▶ **Task description**:
Scale the lines between the line holding "BBOX man with shaved head" and the line holding "(932, 480), (991, 681)", inclusive, and write them all out again. Multiply every coordinate in the answers by 0.9 and round to whole numbers, with halves going up, but leave the requests and their format samples unchanged.
**** Material to process
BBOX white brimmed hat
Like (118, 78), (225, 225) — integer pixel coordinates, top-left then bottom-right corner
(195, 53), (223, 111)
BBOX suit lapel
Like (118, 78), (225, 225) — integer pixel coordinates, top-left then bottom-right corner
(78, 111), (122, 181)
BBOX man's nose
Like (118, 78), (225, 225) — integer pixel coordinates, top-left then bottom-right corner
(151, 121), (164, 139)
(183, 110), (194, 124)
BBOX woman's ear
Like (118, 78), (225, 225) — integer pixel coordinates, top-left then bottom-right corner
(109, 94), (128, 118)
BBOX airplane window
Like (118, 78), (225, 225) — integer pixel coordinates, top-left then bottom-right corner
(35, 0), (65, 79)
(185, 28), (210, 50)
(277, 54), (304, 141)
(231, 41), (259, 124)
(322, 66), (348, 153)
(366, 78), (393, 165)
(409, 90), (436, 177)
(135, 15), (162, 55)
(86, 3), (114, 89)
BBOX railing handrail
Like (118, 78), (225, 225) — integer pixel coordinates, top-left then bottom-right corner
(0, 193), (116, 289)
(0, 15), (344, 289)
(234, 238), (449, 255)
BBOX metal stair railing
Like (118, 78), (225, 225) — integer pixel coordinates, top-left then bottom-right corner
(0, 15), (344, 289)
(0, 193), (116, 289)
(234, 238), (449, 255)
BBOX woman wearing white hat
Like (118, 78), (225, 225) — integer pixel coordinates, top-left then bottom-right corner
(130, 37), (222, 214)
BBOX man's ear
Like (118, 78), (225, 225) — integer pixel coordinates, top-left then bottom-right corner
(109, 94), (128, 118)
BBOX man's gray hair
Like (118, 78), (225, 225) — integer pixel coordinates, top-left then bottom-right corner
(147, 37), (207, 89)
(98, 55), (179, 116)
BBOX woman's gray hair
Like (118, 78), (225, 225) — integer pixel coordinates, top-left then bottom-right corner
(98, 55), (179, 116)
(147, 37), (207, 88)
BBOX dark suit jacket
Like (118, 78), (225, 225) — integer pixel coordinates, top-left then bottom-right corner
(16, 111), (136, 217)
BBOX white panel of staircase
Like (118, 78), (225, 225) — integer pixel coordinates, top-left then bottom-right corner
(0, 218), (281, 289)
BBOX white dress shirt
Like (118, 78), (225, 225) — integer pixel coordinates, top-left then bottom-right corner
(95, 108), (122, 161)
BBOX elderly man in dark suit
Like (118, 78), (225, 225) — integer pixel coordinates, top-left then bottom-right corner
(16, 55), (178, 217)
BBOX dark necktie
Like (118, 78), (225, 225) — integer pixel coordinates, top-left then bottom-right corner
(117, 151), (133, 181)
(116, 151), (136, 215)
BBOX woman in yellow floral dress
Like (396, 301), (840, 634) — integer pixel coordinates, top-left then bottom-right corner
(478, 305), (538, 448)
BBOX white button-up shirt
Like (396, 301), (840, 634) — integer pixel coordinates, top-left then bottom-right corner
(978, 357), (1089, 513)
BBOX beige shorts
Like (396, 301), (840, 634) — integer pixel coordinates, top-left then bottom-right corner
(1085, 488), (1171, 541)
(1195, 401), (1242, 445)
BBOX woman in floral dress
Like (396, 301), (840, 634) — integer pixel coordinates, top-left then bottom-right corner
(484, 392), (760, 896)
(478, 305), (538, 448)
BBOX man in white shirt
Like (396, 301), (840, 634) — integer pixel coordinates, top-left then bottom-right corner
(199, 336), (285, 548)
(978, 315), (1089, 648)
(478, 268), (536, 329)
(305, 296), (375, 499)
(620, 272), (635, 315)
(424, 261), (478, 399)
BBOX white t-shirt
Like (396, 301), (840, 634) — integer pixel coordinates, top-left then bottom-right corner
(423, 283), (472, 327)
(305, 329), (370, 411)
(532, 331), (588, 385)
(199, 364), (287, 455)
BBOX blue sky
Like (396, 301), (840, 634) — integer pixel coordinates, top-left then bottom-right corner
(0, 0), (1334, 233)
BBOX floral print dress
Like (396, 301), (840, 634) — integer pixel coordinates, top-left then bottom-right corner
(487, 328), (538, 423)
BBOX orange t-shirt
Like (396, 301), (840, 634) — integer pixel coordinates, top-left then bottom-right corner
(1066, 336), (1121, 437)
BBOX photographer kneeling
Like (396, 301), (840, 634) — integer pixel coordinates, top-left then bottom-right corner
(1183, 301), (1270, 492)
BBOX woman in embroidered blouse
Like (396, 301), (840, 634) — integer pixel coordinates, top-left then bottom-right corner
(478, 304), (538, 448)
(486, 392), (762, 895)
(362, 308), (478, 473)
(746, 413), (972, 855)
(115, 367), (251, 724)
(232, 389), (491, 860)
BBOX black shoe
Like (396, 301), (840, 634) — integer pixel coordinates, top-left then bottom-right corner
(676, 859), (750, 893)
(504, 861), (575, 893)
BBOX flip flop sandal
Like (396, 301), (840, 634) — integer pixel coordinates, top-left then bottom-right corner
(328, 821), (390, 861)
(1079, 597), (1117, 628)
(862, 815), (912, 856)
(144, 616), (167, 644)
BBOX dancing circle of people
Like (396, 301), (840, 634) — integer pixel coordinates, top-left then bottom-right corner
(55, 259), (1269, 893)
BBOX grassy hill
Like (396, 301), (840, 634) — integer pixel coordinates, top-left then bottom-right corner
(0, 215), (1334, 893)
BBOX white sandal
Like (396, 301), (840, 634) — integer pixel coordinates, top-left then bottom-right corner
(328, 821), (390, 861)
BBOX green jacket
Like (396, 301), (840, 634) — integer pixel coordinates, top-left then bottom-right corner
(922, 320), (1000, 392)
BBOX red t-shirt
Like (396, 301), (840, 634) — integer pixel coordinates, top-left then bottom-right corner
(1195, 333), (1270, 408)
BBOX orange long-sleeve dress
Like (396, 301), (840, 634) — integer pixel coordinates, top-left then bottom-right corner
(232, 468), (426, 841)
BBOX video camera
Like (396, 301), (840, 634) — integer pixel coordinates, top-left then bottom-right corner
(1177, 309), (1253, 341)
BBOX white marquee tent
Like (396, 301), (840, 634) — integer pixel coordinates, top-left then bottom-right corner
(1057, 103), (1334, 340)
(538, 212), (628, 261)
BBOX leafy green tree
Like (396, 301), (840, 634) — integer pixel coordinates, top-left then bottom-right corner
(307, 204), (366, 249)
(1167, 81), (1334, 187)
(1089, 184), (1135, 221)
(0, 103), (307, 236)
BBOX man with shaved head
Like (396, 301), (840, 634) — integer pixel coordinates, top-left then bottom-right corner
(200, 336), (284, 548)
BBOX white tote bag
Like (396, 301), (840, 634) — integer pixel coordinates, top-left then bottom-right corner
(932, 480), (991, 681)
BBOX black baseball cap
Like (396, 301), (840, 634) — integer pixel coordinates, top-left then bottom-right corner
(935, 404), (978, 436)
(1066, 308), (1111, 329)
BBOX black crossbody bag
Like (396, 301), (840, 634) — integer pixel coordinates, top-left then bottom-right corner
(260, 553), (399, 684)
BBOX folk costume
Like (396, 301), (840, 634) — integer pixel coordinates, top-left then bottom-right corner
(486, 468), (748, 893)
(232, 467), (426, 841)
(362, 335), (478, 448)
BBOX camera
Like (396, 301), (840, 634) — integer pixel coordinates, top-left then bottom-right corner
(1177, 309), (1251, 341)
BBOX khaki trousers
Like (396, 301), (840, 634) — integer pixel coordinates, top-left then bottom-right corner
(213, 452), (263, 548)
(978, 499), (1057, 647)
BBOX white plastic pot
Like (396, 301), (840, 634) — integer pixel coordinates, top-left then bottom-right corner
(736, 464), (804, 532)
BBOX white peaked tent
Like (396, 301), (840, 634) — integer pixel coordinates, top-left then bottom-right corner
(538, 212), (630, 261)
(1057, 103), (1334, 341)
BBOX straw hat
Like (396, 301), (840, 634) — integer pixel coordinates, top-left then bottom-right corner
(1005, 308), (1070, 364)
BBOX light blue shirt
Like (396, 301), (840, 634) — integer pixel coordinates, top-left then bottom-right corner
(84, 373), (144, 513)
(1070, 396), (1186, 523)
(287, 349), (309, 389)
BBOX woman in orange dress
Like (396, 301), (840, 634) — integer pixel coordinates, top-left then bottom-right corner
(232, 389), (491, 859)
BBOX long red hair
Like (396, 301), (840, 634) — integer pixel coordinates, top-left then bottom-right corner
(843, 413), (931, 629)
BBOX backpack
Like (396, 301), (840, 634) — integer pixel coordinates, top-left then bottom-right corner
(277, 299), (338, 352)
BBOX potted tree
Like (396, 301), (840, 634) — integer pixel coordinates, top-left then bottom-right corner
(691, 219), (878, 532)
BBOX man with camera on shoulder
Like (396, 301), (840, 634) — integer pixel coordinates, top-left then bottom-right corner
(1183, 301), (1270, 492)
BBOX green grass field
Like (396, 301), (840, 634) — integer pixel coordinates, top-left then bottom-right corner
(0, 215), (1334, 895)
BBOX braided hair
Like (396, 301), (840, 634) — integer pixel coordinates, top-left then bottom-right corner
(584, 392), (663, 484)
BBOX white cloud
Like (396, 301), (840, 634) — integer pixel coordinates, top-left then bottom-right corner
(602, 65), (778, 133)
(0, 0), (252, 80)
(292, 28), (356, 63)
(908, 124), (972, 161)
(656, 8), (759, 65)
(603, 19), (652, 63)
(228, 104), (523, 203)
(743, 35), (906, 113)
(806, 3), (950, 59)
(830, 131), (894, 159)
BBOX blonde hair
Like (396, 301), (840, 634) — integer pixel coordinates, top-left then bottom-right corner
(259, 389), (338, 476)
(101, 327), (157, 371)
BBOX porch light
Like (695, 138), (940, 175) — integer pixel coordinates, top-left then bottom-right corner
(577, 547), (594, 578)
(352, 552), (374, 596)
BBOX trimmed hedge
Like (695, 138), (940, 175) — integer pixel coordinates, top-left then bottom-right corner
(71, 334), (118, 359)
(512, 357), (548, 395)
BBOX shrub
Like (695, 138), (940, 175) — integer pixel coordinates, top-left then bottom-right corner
********
▶ **The completed task**:
BBOX man with shaved head
Like (396, 301), (840, 634) — integer pixel coordinates, top-left then bottom-right corner
(180, 302), (256, 493)
BBOX white tote bag
Like (396, 301), (840, 634) — integer pixel coordinates, top-left then bottom-right corner
(839, 432), (892, 613)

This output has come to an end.